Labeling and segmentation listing
[Begin]

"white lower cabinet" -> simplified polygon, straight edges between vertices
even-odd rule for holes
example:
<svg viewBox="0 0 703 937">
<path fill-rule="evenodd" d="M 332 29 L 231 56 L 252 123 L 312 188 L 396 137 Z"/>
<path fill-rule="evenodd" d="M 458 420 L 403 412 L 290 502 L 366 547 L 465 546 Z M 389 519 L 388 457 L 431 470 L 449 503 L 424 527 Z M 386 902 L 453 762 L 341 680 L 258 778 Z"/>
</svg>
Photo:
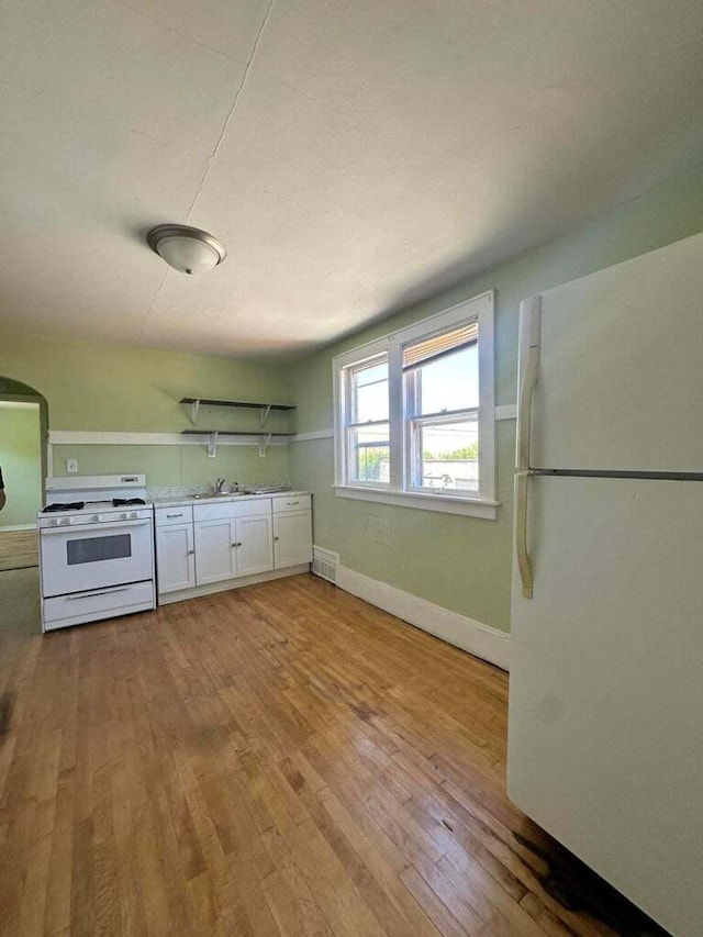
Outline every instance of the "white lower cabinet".
<svg viewBox="0 0 703 937">
<path fill-rule="evenodd" d="M 196 522 L 196 583 L 274 569 L 271 515 Z"/>
<path fill-rule="evenodd" d="M 196 584 L 193 525 L 169 524 L 156 528 L 158 591 L 176 592 Z"/>
<path fill-rule="evenodd" d="M 312 562 L 310 511 L 274 514 L 274 568 Z"/>
<path fill-rule="evenodd" d="M 271 515 L 237 517 L 236 576 L 253 576 L 274 569 Z"/>
<path fill-rule="evenodd" d="M 309 494 L 210 501 L 157 507 L 155 513 L 161 595 L 203 585 L 212 585 L 212 591 L 227 588 L 216 583 L 232 582 L 234 588 L 236 579 L 312 561 Z M 165 601 L 181 598 L 187 595 Z"/>
<path fill-rule="evenodd" d="M 196 522 L 196 582 L 220 582 L 234 579 L 236 566 L 236 521 Z"/>
</svg>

[End]

■ **Written exercise**
Turn every line of the listing above into a Markdown table with a "Row" column holding the line number and a "Line" column holding the text, leaving out blank lines. Omit the pictures.

■ **Full solution**
| Row | Line |
|---|---|
| 1 | "white lower cabinet" -> simplified polygon, straight edges between vertices |
| 2 | even-odd rule for holes |
| 3 | example: |
| 4 | <svg viewBox="0 0 703 937"> |
| 5 | <path fill-rule="evenodd" d="M 332 29 L 231 56 L 252 123 L 312 188 L 396 137 Z"/> |
| 6 | <path fill-rule="evenodd" d="M 458 420 L 403 412 L 290 502 L 366 547 L 465 546 Z M 389 519 L 388 457 L 431 470 L 449 503 L 424 527 Z M 386 902 L 453 762 L 341 680 L 258 778 Z"/> |
| 7 | </svg> |
| 8 | Photo: |
| 9 | Outline every instance of the "white lower cabinet". |
| 10 | <svg viewBox="0 0 703 937"> |
| 11 | <path fill-rule="evenodd" d="M 196 522 L 196 583 L 274 569 L 271 515 Z"/> |
| 12 | <path fill-rule="evenodd" d="M 196 584 L 193 525 L 169 524 L 156 528 L 158 591 L 176 592 Z"/> |
| 13 | <path fill-rule="evenodd" d="M 312 562 L 310 511 L 274 514 L 274 568 Z"/> |
| 14 | <path fill-rule="evenodd" d="M 271 515 L 237 517 L 236 576 L 253 576 L 274 569 Z"/> |
| 15 | <path fill-rule="evenodd" d="M 309 494 L 210 501 L 157 507 L 155 513 L 161 595 L 203 585 L 212 585 L 212 591 L 227 588 L 216 583 L 232 582 L 234 588 L 236 579 L 312 561 Z M 165 601 L 181 598 L 187 595 Z"/> |
| 16 | <path fill-rule="evenodd" d="M 196 522 L 196 582 L 220 582 L 234 579 L 236 566 L 236 521 Z"/> |
| 17 | </svg> |